▶ Data entries
>> Begin
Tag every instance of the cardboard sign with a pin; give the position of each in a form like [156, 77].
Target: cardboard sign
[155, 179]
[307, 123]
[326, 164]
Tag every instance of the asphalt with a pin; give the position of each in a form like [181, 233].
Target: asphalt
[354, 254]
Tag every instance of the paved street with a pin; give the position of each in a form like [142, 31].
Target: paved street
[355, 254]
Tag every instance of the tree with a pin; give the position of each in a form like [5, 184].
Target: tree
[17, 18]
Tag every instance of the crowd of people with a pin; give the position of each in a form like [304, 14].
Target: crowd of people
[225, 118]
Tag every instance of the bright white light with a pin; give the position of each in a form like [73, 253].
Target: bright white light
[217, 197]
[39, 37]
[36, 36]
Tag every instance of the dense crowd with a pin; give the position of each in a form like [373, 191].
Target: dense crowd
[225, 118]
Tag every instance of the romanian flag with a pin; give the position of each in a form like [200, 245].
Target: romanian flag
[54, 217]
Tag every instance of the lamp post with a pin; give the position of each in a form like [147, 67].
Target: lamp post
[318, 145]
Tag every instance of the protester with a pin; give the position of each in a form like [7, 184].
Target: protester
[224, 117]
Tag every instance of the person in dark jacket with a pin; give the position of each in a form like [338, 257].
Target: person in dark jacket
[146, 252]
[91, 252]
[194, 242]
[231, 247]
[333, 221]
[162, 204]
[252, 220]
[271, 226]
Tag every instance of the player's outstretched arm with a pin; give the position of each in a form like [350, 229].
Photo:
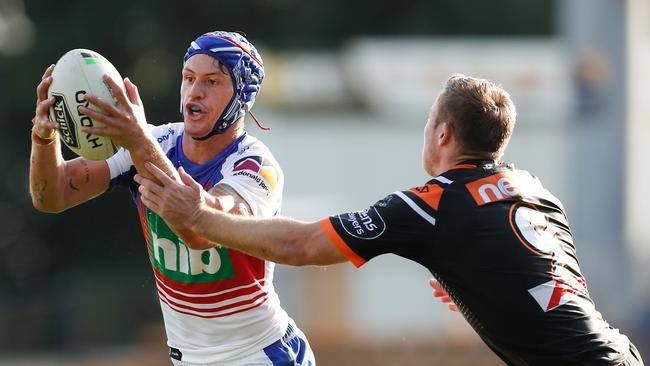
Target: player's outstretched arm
[279, 239]
[55, 184]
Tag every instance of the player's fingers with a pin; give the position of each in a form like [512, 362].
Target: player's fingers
[43, 107]
[100, 131]
[151, 190]
[146, 182]
[99, 116]
[132, 91]
[150, 204]
[188, 180]
[158, 173]
[107, 108]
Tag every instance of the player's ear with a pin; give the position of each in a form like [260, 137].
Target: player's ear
[445, 133]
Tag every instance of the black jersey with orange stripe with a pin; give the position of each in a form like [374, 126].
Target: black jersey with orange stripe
[501, 246]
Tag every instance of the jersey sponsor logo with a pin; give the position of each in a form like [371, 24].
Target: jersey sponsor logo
[168, 135]
[366, 224]
[176, 261]
[255, 168]
[539, 235]
[494, 188]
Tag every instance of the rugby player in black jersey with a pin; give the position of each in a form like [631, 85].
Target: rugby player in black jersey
[491, 235]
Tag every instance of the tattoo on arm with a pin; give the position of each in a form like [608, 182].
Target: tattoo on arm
[71, 184]
[39, 190]
[235, 203]
[86, 170]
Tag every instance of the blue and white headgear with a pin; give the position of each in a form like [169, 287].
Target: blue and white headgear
[246, 72]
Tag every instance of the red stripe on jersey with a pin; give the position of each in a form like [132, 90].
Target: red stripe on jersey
[216, 307]
[430, 194]
[494, 188]
[217, 297]
[213, 316]
[334, 237]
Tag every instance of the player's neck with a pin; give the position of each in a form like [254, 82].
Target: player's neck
[200, 152]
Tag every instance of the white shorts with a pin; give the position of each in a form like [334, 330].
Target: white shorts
[291, 350]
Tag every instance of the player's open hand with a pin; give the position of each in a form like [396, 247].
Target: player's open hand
[440, 292]
[44, 127]
[177, 203]
[124, 122]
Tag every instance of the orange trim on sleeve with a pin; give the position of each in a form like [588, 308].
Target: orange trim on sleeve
[463, 166]
[336, 239]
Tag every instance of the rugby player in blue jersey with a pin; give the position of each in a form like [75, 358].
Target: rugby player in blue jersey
[219, 304]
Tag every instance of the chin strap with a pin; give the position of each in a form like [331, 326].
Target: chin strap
[262, 127]
[213, 132]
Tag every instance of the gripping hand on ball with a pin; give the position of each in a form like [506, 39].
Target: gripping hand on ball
[44, 127]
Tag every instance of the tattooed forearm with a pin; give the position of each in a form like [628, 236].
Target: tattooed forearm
[86, 170]
[39, 190]
[71, 184]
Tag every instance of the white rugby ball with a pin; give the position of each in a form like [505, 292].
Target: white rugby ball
[77, 73]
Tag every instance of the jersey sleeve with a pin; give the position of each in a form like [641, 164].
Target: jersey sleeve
[121, 165]
[258, 179]
[402, 223]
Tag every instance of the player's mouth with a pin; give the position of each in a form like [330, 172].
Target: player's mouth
[194, 110]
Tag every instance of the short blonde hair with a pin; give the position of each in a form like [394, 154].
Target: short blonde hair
[481, 113]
>> End
▶ Goal
Rewrite all of the records above with "with a marker" substituted for every occurrence of "with a pin", keeping everything else the same. Omit the pictures from your version.

▶ Solution to this task
Tag every instance of the cardboard sign with a marker; give the position of each in a form like [156, 77].
Target: cardboard sign
[155, 179]
[307, 123]
[326, 164]
Tag every instance of the asphalt with a marker; give the position of each in a form like [181, 233].
Target: asphalt
[354, 254]
Tag every instance of the paved street with a marker; give the position of each in a form like [142, 31].
Target: paved street
[355, 254]
Tag every instance of the tree with a marker; give the position of each in a form like [5, 184].
Target: tree
[17, 18]
Tag every instance of the crowd of people with a marker; give the position of each in a form like [304, 14].
Target: crowd of people
[225, 118]
Tag every instance of the bright white light with a marker; give the position of each in a form like [73, 253].
Target: bright white light
[217, 197]
[39, 37]
[36, 36]
Tag every instance of the dense crowd with a marker; give the position of each in a form like [373, 191].
Target: dense crowd
[225, 118]
Tag every instance of the romanian flag with a marker; give the position of each in a form like [200, 245].
Target: romanian flag
[54, 217]
Tag every instance of the lamp post with a marker; give the position of each in a form like [147, 67].
Target: lamp post
[318, 145]
Tag every instance of the protester with a marker; give the position of each in a form like [7, 184].
Target: protester
[224, 117]
Tag every instance of the person in dark jacket with a marker; give the position of each in a form like [338, 257].
Target: person in dark jacket
[146, 252]
[91, 252]
[194, 242]
[231, 247]
[333, 221]
[162, 204]
[252, 220]
[271, 226]
Tag every instance of the player's outstretched arm with a marker; give the position of each in a form like [350, 229].
Photo:
Target: player's outstretched arm
[279, 239]
[55, 184]
Tag every instance of the player's fingers with a marker; give the position of each in a form like [512, 362].
Target: player's fingers
[43, 107]
[100, 131]
[151, 190]
[146, 182]
[99, 116]
[132, 91]
[150, 204]
[188, 180]
[158, 173]
[107, 108]
Tag every instance of the player's ear with a marker; give the position of each in a form like [260, 137].
Target: player's ear
[445, 133]
Tag every instance of the black jersey with orange stripe with a marker; give the position of each in a form like [374, 126].
Target: black jersey with orange stripe
[501, 246]
Tag every instance of the jersey sponsor logo with a marker; give the position of each in a form like [371, 24].
Target: jersey sponsor logo
[168, 135]
[366, 224]
[176, 261]
[255, 168]
[539, 235]
[494, 188]
Tag every instance of the rugby player in black jersey with a marker; give the position of each in a form like [631, 85].
Target: rugby player in black jersey
[491, 235]
Tag every instance of the tattoo on arm with a marker; give the position of each in a form like [608, 182].
Target: tattoo on arm
[71, 184]
[39, 190]
[235, 203]
[86, 170]
Tag every instance of the blue and white headgear with a marker; give the position of each in a form like [169, 287].
Target: blue and white headgear
[246, 72]
Tag every instance of the red stripe on jersey with a marker; give the position of each in a form like [132, 90].
Target: red stripe on jersey
[216, 307]
[430, 194]
[494, 188]
[217, 297]
[213, 316]
[334, 237]
Tag every instance of the player's neck with a marker; give the position of each in a form like [254, 82].
Target: player's neck
[200, 152]
Tag every instance of the white shorts with a marker; give the position of each in a form like [334, 330].
Target: white shorts
[291, 350]
Tag every instance of the player's open hand with a marker; give the position of each in a form like [396, 247].
Target: player's open hand
[440, 292]
[44, 127]
[177, 203]
[124, 122]
Tag every instance of the orange trim on sleeve with a marker; give the position of each in a form like [588, 308].
Target: orange trim on sleeve
[463, 166]
[336, 239]
Tag every instance of the rugby player in blue jersey with a marker; give the position of each in a form like [75, 358].
Target: rugby player in blue jersey
[219, 304]
Tag every instance of the chin strap with a marker; give the position of each in a form like [331, 326].
Target: chin strap
[262, 127]
[213, 132]
Tag every instance of the gripping hand on ball with a marker; give the position of each in a form like [506, 39].
Target: gripping hand on ball
[44, 127]
Tag every instance of the tattooed forearm with a marker; give the position of each in a form like [628, 236].
Target: tattooed forearm
[86, 170]
[39, 190]
[71, 184]
Tag every instance of the white rugby ball with a marker; give the position of each in a form like [505, 292].
Target: white rugby ball
[77, 73]
Tag every instance of the jersey sleeve with a marker; give the position of each in a form like [641, 164].
Target: jersey sleeve
[121, 165]
[258, 179]
[402, 223]
Tag every instance of the player's mouth with a marker; give the position of each in a form like [330, 172].
Target: player's mouth
[194, 110]
Tag every instance of the short blonde hair with a marker; give the position of each in a form like [394, 154].
Target: short blonde hair
[481, 113]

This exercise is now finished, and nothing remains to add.